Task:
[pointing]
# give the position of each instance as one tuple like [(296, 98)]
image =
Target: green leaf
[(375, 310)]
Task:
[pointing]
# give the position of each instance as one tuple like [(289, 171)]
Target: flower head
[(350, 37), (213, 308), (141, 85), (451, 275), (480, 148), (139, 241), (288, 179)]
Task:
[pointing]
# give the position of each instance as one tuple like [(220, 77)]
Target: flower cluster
============
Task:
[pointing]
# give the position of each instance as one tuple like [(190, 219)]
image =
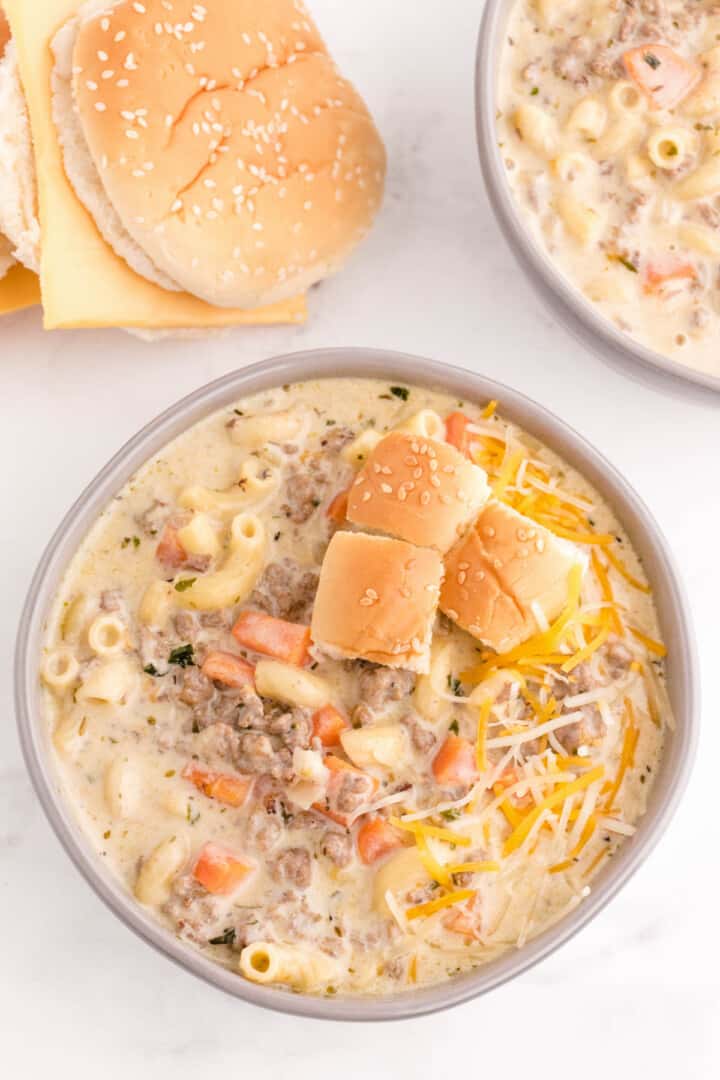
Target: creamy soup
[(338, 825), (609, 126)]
============
> **EXERCISE DETAILS**: Locate each line in the listing above that contains the word "flower" and copy those lines out in full.

> **RESPONSE TO THE EXERCISE**:
Target: flower head
Target: flower cluster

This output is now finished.